* _Text to read_
########################################

I dont think there netted out of the river.They are farm raised as far as channels go but thats is what they say.I go to them a couple times a yr.I dont own a boat so its the beat way two catch the big ones...but on the other hand what i pay to fish i could save up and buy a boat lol.But i also like to bring my son fishing with me who is 2yrs old.I can bring him there and its safer for him...he cant follow me up the river wading and walking the banks plus it allows me to invole the whole family bring chairs and sit and have a good time so it has its pros and cons just like anything i guess.


----------



## River Anglin (Feb 18, 2008)

$15.00-$20.00? Wow! I've never fished in a paylake so I had no idea that people paid that much to sit and watch their bobber float.

I used to visit a paylake frequently on business and I was always amazed at the type of clientele around the place. Trash lying all around them and they looked like they lived in a cardboard box, yet they pay $20.00 to go fishing? I played 18 holes of golf last week for $18.00 and that included the cart!


----------



## mason08 (Oct 16, 2010)

i dont know of any place charging 15-20$.Monroe lake is 12,triangle is 10,stoney meadows is 11,all for 12hrs.And if u catch a tagged fish could win up to a couple hundred dollars.Plus there are jackpots.


----------



## SpecialNick (Dec 8, 2008)

the real pain is catching bait (im assuming its catfishing your doing). After that you just need to find someone who knows what they are doing at that lake. which is hard cuz everyone there claims to know everything. It can be fun, you'll catch a lot of giant fish. but its not cheap and catching bait gets old.


----------



## Fisherman 3234 (Sep 8, 2008)

The vast majority of paylakes here in Ohio do way more harm then good. The Flats and Blues that are in paylakes are river fish and a great majority of them were poached from native waters here in Ohio. It's sad when a 30+lb fish takes anywhere from 12-20 years to attain that size, but after it's thrown in a paylake they typically only last a month...


----------



## Salmonid (Apr 14, 2004)

as far as pay ponds go, if they have ANY cats bigger then about 4 lbs, I GAURANTEE you they were taken from a public body of water by Hoop Net, Jug Line or Trot Line. any smaller they may very well be pond raised. We tournament fish the Ohio River for cats around Cinci and I can tell you, we have some catfish "Pros" in our area, folks who fish all over the Midwest and 3-4 days a week year round. Now we have a 4 fish Limit and its typical for our tourneys to only have the top 3-4 teams actually bring 4 fish into the scales ( 14" minimum), Not that I am an expert but the last 4 times out, I have managed a total of 2 bites and zero fish. 

The Ohio River in this area is hammered by the commercial fishing guys, nets every couple of hundred feet at times, it is amazing there are ANY fish left in the river at all, all because of 1 thing, Pay Ponds.......trust me, nobody is catching fish for sales to restuarants its all about the big dollar fish.

########################################

* _Given task 1_
Answer these questions about the paylake thread.
(a) How old is the son of the first poster?
(b) What did River Anglin pay for 18 holes of golf, and what did that price include?
(c) According to mason08, how much does Monroe lake charge, and for how many hours?

########################################

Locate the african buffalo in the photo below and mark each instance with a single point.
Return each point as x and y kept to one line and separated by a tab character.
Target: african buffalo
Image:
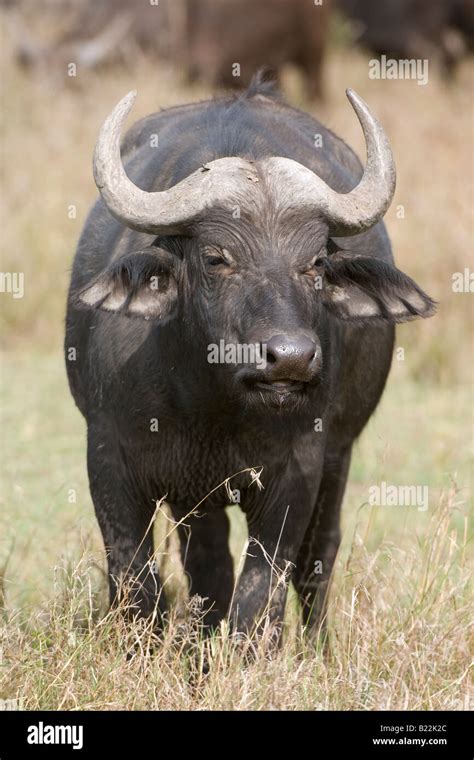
237	221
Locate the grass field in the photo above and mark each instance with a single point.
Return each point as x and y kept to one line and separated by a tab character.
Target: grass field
400	607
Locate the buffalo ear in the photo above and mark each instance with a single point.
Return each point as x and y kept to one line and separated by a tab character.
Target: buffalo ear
363	288
140	284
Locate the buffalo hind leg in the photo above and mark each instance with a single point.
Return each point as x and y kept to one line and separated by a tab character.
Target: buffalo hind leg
124	517
205	553
315	561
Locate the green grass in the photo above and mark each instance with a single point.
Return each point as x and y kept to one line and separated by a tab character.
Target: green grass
400	607
399	611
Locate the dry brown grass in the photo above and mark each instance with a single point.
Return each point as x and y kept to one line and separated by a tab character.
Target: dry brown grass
399	613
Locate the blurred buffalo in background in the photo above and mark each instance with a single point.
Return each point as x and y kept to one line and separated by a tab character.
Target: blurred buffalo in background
228	40
439	30
220	42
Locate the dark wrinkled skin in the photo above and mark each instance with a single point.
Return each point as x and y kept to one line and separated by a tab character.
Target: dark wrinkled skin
211	426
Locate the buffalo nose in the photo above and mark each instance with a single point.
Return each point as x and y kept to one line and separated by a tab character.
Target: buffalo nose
292	357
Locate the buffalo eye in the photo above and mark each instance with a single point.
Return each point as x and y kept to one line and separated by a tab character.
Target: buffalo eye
216	258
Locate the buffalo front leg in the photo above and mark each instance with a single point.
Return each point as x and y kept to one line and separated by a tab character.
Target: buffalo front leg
125	518
315	561
207	562
276	529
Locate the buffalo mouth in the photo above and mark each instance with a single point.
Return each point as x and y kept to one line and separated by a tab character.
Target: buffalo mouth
280	386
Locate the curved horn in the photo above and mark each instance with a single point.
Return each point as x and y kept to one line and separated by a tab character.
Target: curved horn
168	211
361	208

########################################

* _Given task 2_
Render the stretch of the entries from the line that contains "Locate the dark" through the end of the entries as a numbered list, leaving out blank lines.

* _Reply 1_
(a) 2 years old.
(b) $18.00, and it included the cart.
(c) 12, for 12 hours.

* _Reply 2_
1. Locate the dark wrinkled skin in the photo above and mark each instance with a single point.
2. Return each point as x and y kept to one line and separated by a tab character.
3. Target: dark wrinkled skin
4. 211	426
5. Locate the buffalo nose in the photo above and mark each instance with a single point.
6. Return each point as x and y kept to one line and separated by a tab character.
7. Target: buffalo nose
8. 292	357
9. Locate the buffalo eye in the photo above and mark each instance with a single point.
10. Return each point as x and y kept to one line and separated by a tab character.
11. Target: buffalo eye
12. 216	258
13. Locate the buffalo front leg in the photo above and mark each instance with a single point.
14. Return each point as x and y kept to one line and separated by a tab character.
15. Target: buffalo front leg
16. 125	518
17. 315	561
18. 207	562
19. 276	529
20. Locate the buffalo mouth in the photo above and mark each instance with a single point.
21. Return each point as x and y kept to one line and separated by a tab character.
22. Target: buffalo mouth
23. 280	386
24. Locate the curved horn in the photo above and mark each instance with a single point.
25. Return each point as x and y kept to one line and separated by a tab character.
26. Target: curved horn
27. 168	211
28. 361	208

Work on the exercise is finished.